━━━━━ Extract ━━━━━

The fact that everything I just wrote is so convoluted and complicated is actually one of the things I love about being from the South, or at least the more rural parts and small towns of the South. There are probably very few small town anecdotes you can tell or subjects you can try to explain that are specific to Southern small towns without it getting all complicated and convoluted like that, all those little details and stories and tangents.

Oh, there’s much, much more besides the funeral home deal, and I’m sure I’ll write about a lot more of it in the future, not enough time for that right now. But that stuff just cracks me up, plus I’m glad of it, I really wouldn’t have it any other way. It’s just the kind of stuff you just don’t find everywhere, just in Small Town USA, and some of it’s so very specific to small towns in the South.

Anyway, guess what, none of that’s really what this post is about. Not exactly, anyway.

━━━━━

To do
[a] In the passage about Southern small towns, what does the writer say there is much, much more of besides?
[b] Summarize the passage about Southern small towns in two sentences.
[c] Proceed with the passage about Southern small towns, picking up after its final sentence.

━━━━━ Supplied entries ━━━━━

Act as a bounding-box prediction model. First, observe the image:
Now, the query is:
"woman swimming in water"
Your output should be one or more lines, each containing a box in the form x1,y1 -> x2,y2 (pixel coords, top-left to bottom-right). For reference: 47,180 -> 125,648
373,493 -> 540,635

━━━━━

Written responses
[a] The funeral home deal.

[b] The writer loves being from the rural and small-town South, where nearly any local story or subject becomes convoluted with details, stories and tangents. Such things amuse the writer, who would not want it any other way and notes that this post is not really about any of it.

[c]
As I mentioned above, I get the e-mail notifications from the one funeral home back home. So yesterday afternoon during my lunch break, as I’m trying to catch up all the conversation and lots and lots of clamor that was the local-ish blog world yesterday, my e-mail beeps and I go see what I got.

And it’s from that funeral home, and I look at the name. Which is not exactly a terribly uncommon name, even though this is a small town we’re talking about. There’s actually several people in town that share both the same first and last names in this case; in fact, two of them with the exact same name graduated with me, even though I graduated in a class of only 160-odd folks. They had different middle names though, so one was “Firstname D.” and the other “Firstname K.” - or “Big Firstname” - when you spoke of them.

Anyway, I saw it, and immediately said, “No…” And clicked on the link to go to the website and looked, where the birthdate confirmed yes, not no.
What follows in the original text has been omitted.